* **Bloc de texte**
Toute relation amoureuse évolue selon des étapes qui ont été très bien analysées par les psychologues : la passion,
la lutte pour le pouvoir, le partage du pouvoir, l’engagement et l’ouverture sur autrui.
La passion
En même temps, vous auréolez la personne convoitée : c’est votre âme sœur, votre prince, votre princesse et l’amour que
vous éprouvez l’un pour l’autre surmontera toutes les épreuves. Vous passez vos nuits à bavarder et à faire et refaire l’amour. Vous ne pouvez plus vous passer l’un de l’autre : vous êtes
éperdument amoureux, peut-être même pour la véritable première fois de votre vie. C’est la phase que l’on voudrait faire durer toujours.
Les biochimistes ont démontré que, pendant cette phase, le cerveau humain produisait une hormone appelée la
phényléthylamine. C’est cette hormone qui serait responsable des états euphoriques que l’on vit lorsqu’on est en amour. Cette hormone aurait les mêmes effets que la cocaïne. Si la personne
désirée vous quitte lors de cette période, c’est le manque, la peine d’amour. Si vous êtes un drogué de la phényléthylamine, c’est vous qui partirez lorsque vous sentirez que la passion diminue
pour trouver ailleurs une nouvelle flamme qui restimulera la production de phényléthylamine. Vous irez de passion en passion, incapable de véritable engagement amoureux.
Par contre, si vous acceptez la baisse de la passion, votre cerveau remplacera la production de phényléthylamine par la
production d’endorphines qui, elles, possèdent les mêmes propriétés que la morphine. Vous vivrez alors des jours de bonheur tranquille : vous pourrez dormir en paix, en silence, dans les bras
l’un de l’autre. Vous n’aurez jamais été aussi bien, aussi en harmonie de toute votre vie. Votre couple vous comblera.
Hélas, la passion... passe ! En fait, pendant la phase de passion, vous n’étiez pas réellement amoureux de l’autre personne
; vous étiez amoureux des sensations que l’idée que vous vous faisiez de l’autre personne provoquait dans votre corps et votre tête. Vous avez ignoré tous ses petits défauts ; vous n’avez vu et
entendu que ce qui faisait votre affaire ; vous avez mis de côté tout ce qui pouvait émousser votre passion. Et vous vous êtes mariés ou, comme disent les espagnols, vous vous êtes « mis en
maison » (casarse) ; vous avez commencé à cohabiter.
La lutte pour le pouvoir
Mais voilà que votre corps et votre tête se sont accoutumés aux effets de la phényléthylamine et des endorphines. Vous êtes
toujours heureux, heureuse, mais l’intensité de votre bonheur s’est atténuée et vous revenez progressivement sur terre. Surprise, vous vous rendez compte que votre prince charmant se conduit
parfois comme un crapaud, que votre princesse charmante sort de plus en plus régulièrement ses griffes et ses crocs. Vous prenez contact avec la personne réelle avec laquelle vous êtes en
amour.

* **Consignes**
a) Reproduisez tel quel le passage du texte sur les étapes amoureuses qui s'ouvre sur les mots contenant « Les biochimistes ont » et se ferme sur « véritable engagement amoureux. ».
b) D'après le texte sur les étapes amoureuses, quelle hormone le cerveau produit-il pendant la phase de passion ?
c) Énumérez toutes les étapes de la relation amoureuse que cite le texte sur les étapes amoureuses.
Les lignes ci-dessous ne servent à rien ici.

Lignes d'étiquetage et de segmentation

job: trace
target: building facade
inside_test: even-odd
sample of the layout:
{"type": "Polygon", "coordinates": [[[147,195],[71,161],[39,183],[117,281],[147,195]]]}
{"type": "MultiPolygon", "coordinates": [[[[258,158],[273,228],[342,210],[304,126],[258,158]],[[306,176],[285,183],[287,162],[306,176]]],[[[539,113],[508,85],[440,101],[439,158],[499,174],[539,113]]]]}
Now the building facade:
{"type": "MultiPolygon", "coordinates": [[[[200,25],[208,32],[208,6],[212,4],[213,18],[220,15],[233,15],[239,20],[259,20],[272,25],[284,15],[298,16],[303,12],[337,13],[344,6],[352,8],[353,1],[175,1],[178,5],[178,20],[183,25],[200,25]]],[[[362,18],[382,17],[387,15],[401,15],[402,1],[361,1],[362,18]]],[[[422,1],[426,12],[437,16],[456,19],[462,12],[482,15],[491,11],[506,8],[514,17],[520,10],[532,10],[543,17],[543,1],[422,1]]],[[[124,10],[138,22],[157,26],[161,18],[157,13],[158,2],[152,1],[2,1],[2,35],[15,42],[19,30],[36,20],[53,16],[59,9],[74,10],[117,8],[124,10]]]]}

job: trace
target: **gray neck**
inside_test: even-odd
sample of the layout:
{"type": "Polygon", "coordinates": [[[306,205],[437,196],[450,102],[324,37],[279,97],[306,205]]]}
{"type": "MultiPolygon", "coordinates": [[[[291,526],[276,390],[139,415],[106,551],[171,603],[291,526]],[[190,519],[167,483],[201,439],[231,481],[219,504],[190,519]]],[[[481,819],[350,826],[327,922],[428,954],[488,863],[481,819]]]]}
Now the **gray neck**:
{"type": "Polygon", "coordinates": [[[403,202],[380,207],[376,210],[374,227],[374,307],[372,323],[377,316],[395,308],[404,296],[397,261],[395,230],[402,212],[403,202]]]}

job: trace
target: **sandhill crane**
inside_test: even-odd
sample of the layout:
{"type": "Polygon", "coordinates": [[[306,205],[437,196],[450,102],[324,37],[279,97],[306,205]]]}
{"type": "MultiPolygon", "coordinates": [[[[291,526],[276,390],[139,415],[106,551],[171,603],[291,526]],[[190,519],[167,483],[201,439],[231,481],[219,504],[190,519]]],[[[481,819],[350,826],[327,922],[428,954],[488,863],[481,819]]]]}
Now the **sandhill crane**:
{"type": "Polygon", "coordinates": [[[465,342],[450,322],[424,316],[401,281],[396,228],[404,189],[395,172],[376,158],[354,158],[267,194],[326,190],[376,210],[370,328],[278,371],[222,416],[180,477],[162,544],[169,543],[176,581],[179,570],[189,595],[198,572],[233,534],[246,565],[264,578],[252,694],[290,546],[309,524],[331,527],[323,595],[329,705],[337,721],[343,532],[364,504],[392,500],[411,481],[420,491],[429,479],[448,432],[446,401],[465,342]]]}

* **Réponses par consigne**
a)
Les biochimistes ont démontré que, pendant cette phase, le cerveau humain produisait une hormone appelée la
phényléthylamine. C’est cette hormone qui serait responsable des états euphoriques que l’on vit lorsqu’on est en amour. Cette hormone aurait les mêmes effets que la cocaïne. Si la personne
désirée vous quitte lors de cette période, c’est le manque, la peine d’amour. Si vous êtes un drogué de la phényléthylamine, c’est vous qui partirez lorsque vous sentirez que la passion diminue
pour trouver ailleurs une nouvelle flamme qui restimulera la production de phényléthylamine. Vous irez de passion en passion, incapable de véritable engagement amoureux.

b) La phényléthylamine.

c) La passion, la lutte pour le pouvoir, le partage du pouvoir, l'engagement et l'ouverture sur autrui.